Determine how many lines in the records that follow hold the string "form". Only that number should be returned.
________________________
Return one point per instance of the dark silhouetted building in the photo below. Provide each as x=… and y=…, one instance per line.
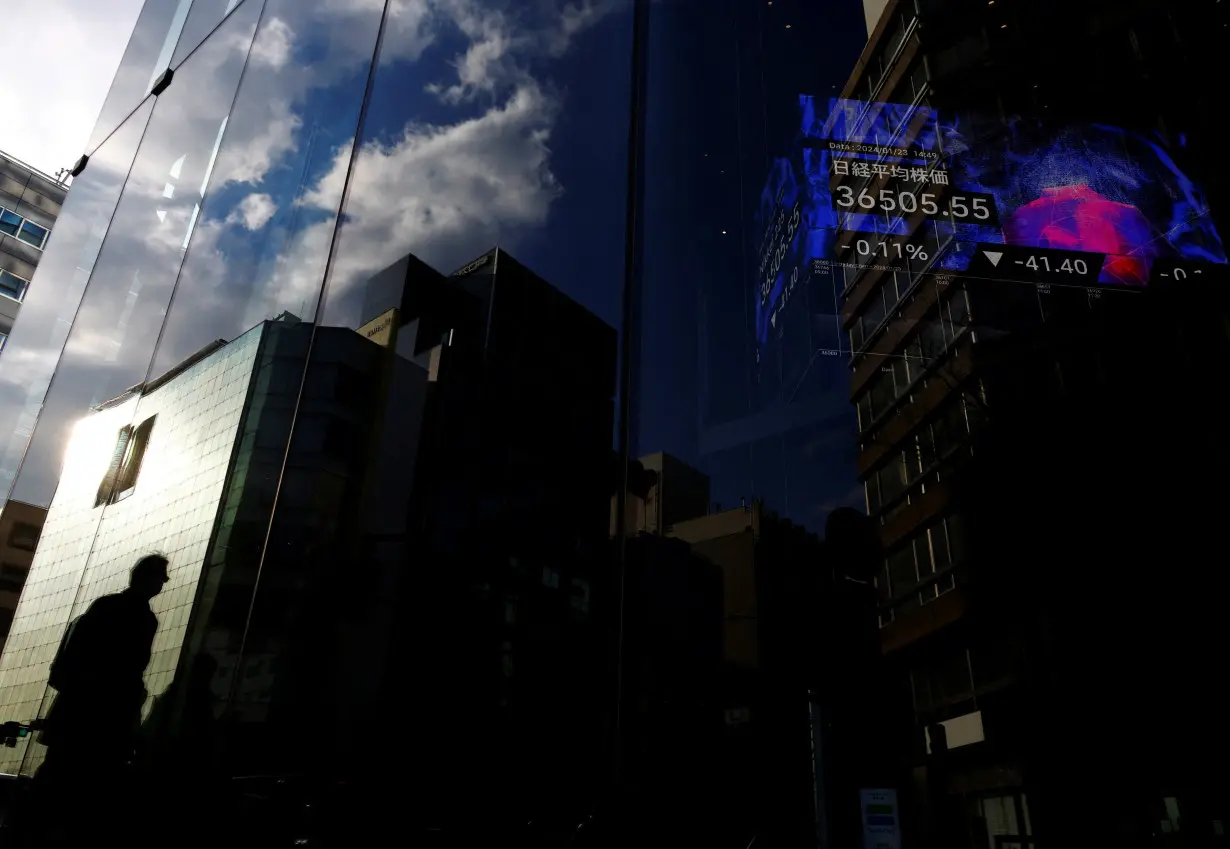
x=1020, y=448
x=30, y=201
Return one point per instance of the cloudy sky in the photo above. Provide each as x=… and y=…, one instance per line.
x=59, y=59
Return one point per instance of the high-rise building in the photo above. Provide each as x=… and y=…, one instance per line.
x=30, y=202
x=993, y=404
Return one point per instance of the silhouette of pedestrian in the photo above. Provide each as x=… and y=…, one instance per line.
x=99, y=676
x=181, y=765
x=92, y=727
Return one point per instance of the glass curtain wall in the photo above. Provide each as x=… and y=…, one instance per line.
x=353, y=261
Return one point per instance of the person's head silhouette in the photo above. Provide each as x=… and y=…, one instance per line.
x=149, y=576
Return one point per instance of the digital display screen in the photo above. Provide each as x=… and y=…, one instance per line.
x=900, y=187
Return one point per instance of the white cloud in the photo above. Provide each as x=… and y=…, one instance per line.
x=273, y=44
x=49, y=105
x=437, y=192
x=253, y=212
x=577, y=19
x=249, y=160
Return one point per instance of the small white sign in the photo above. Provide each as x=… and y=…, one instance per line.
x=881, y=825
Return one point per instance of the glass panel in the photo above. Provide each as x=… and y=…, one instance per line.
x=12, y=286
x=148, y=54
x=32, y=234
x=448, y=165
x=204, y=16
x=263, y=236
x=115, y=332
x=49, y=306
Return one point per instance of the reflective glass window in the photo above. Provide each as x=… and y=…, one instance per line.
x=49, y=308
x=12, y=286
x=202, y=19
x=115, y=332
x=484, y=223
x=148, y=54
x=263, y=238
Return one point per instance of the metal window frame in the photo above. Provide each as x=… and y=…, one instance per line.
x=21, y=225
x=25, y=287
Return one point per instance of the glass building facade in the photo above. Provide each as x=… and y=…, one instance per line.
x=30, y=202
x=522, y=405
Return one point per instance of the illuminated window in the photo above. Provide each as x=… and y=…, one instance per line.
x=15, y=225
x=10, y=222
x=126, y=463
x=32, y=234
x=23, y=535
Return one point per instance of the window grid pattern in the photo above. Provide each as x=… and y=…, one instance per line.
x=22, y=228
x=12, y=286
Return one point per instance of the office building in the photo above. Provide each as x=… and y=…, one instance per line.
x=30, y=202
x=789, y=720
x=972, y=393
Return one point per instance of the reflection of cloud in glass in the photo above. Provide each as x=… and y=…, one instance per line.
x=273, y=44
x=439, y=190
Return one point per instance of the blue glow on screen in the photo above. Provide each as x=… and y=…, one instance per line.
x=1087, y=187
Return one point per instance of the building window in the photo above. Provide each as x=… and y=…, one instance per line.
x=23, y=535
x=12, y=577
x=33, y=234
x=126, y=463
x=15, y=225
x=12, y=286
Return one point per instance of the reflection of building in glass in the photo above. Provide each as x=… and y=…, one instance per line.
x=20, y=528
x=30, y=202
x=1010, y=433
x=792, y=636
x=182, y=475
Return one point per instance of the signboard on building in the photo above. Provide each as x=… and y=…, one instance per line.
x=381, y=330
x=871, y=187
x=881, y=825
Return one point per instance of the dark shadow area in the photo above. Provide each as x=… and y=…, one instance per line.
x=91, y=731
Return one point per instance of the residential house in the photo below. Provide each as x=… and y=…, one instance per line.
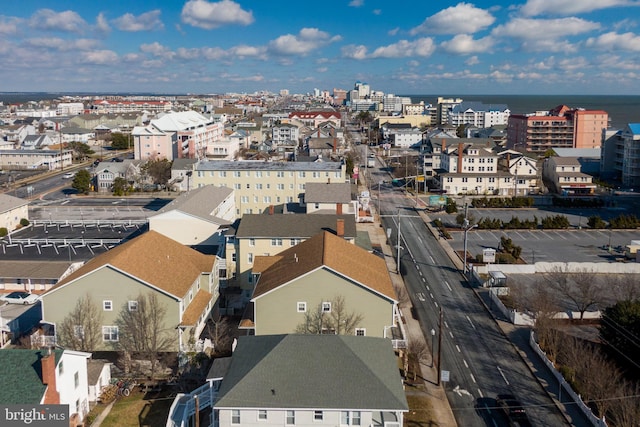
x=12, y=210
x=314, y=275
x=271, y=234
x=180, y=277
x=311, y=380
x=36, y=159
x=564, y=175
x=46, y=377
x=260, y=185
x=330, y=198
x=478, y=114
x=32, y=276
x=196, y=217
x=36, y=142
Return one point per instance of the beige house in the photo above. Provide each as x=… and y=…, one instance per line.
x=314, y=274
x=196, y=217
x=259, y=185
x=12, y=210
x=272, y=234
x=181, y=278
x=330, y=198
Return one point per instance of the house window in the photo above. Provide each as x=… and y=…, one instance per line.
x=110, y=333
x=291, y=418
x=78, y=331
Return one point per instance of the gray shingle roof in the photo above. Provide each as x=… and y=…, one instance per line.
x=313, y=371
x=200, y=202
x=292, y=225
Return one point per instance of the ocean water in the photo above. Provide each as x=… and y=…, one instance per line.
x=621, y=109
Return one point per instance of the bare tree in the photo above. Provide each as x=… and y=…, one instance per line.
x=142, y=328
x=81, y=329
x=338, y=320
x=582, y=288
x=221, y=334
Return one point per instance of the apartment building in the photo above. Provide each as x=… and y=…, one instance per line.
x=478, y=114
x=560, y=127
x=260, y=185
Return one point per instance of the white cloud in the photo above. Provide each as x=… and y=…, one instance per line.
x=472, y=60
x=210, y=15
x=614, y=41
x=354, y=51
x=462, y=18
x=101, y=23
x=68, y=21
x=464, y=44
x=157, y=50
x=552, y=7
x=147, y=21
x=537, y=30
x=99, y=57
x=420, y=47
x=307, y=40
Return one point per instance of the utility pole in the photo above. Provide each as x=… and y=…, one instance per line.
x=398, y=259
x=440, y=348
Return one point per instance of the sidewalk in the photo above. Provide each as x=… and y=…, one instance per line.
x=439, y=403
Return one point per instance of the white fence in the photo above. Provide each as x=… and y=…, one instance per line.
x=597, y=422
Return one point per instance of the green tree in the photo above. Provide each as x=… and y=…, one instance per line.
x=80, y=150
x=120, y=141
x=82, y=181
x=159, y=170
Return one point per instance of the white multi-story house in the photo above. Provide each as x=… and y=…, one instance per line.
x=476, y=168
x=566, y=176
x=260, y=185
x=478, y=114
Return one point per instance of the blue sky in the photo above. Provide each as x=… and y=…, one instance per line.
x=402, y=47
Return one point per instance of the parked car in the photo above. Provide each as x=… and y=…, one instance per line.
x=20, y=298
x=513, y=409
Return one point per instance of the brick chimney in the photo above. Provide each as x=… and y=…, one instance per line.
x=48, y=363
x=340, y=227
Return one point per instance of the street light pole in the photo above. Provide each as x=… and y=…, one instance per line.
x=464, y=255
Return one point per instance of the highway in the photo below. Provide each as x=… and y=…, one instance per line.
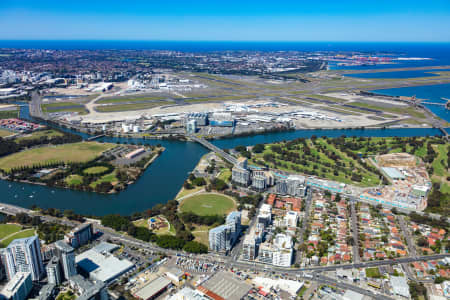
x=35, y=106
x=355, y=232
x=342, y=285
x=231, y=159
x=110, y=234
x=305, y=219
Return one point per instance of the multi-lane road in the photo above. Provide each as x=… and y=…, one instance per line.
x=355, y=232
x=307, y=273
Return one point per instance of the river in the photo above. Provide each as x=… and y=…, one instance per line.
x=162, y=179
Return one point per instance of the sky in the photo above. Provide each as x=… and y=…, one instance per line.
x=226, y=20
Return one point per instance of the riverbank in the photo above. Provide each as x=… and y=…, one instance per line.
x=162, y=180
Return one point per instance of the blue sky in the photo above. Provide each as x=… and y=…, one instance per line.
x=344, y=20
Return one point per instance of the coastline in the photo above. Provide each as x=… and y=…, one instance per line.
x=157, y=154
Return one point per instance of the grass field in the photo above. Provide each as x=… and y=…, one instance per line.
x=208, y=204
x=7, y=229
x=64, y=106
x=76, y=152
x=185, y=192
x=4, y=133
x=127, y=99
x=38, y=134
x=396, y=110
x=326, y=98
x=18, y=235
x=74, y=180
x=8, y=114
x=313, y=157
x=59, y=105
x=133, y=106
x=95, y=170
x=111, y=177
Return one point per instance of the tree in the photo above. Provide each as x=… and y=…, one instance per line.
x=195, y=247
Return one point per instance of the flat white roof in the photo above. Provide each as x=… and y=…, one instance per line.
x=104, y=267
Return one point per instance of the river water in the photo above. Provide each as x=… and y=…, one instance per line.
x=162, y=179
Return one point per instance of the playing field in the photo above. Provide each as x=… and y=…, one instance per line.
x=76, y=152
x=208, y=204
x=111, y=177
x=95, y=170
x=4, y=133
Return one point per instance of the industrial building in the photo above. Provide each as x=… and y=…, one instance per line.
x=153, y=289
x=224, y=285
x=18, y=287
x=88, y=290
x=201, y=119
x=187, y=293
x=191, y=126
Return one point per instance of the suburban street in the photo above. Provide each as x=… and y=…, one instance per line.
x=355, y=232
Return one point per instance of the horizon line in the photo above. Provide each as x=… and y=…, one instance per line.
x=217, y=41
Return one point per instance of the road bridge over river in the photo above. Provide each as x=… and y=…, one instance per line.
x=231, y=159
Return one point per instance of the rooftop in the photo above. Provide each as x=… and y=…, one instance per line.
x=225, y=285
x=102, y=266
x=152, y=288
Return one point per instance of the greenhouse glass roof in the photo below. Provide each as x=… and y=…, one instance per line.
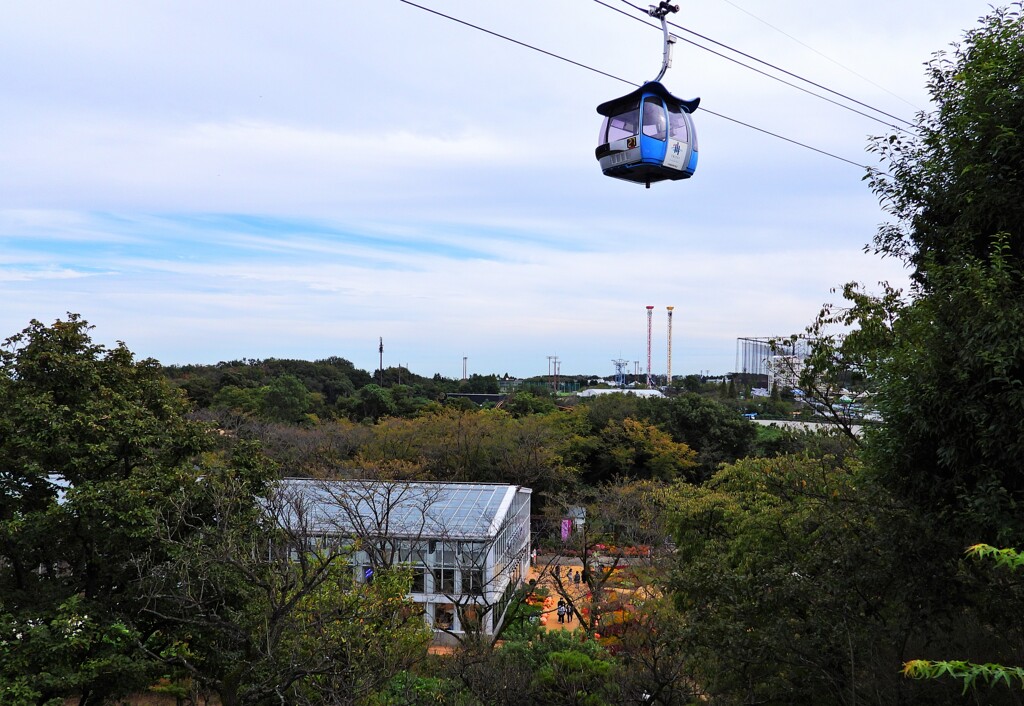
x=400, y=508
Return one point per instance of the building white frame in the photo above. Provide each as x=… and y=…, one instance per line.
x=468, y=544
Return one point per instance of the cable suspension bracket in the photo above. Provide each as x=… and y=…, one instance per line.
x=660, y=12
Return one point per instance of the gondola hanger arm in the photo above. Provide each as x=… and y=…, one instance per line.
x=659, y=12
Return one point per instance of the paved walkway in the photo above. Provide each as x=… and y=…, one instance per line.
x=543, y=574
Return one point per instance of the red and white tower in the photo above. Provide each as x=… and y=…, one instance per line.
x=668, y=372
x=650, y=318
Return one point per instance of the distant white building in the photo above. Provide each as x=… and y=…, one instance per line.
x=468, y=543
x=595, y=391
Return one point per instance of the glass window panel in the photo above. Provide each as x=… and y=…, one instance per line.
x=677, y=124
x=654, y=122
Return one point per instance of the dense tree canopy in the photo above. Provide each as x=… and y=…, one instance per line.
x=950, y=385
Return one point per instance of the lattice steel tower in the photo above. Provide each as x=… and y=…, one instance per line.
x=650, y=318
x=668, y=372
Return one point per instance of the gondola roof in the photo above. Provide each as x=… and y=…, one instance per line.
x=615, y=106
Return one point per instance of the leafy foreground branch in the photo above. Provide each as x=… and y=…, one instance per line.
x=972, y=673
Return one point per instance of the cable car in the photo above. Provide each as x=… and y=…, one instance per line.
x=647, y=134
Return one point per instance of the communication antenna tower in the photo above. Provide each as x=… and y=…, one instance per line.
x=650, y=317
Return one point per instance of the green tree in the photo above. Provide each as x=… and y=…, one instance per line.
x=790, y=587
x=950, y=389
x=92, y=443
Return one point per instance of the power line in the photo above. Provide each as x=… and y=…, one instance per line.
x=822, y=55
x=631, y=83
x=771, y=76
x=769, y=65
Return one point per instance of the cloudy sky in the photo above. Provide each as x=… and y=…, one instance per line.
x=215, y=180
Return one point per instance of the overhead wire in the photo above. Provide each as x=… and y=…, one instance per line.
x=821, y=54
x=627, y=81
x=767, y=64
x=773, y=77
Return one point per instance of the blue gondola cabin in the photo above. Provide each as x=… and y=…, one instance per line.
x=648, y=136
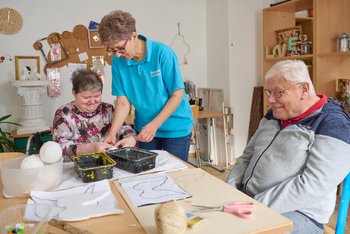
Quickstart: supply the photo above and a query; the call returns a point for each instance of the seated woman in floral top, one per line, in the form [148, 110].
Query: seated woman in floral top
[81, 125]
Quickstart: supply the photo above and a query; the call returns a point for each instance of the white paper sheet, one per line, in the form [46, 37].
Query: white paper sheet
[164, 162]
[79, 203]
[152, 189]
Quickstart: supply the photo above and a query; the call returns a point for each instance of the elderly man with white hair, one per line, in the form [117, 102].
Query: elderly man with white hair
[299, 153]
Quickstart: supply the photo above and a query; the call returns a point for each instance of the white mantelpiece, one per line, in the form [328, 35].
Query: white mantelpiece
[32, 120]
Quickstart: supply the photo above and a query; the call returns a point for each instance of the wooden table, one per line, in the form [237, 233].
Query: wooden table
[265, 220]
[125, 223]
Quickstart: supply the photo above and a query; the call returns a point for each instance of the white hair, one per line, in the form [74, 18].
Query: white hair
[291, 70]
________________________
RESPONSE BOX —
6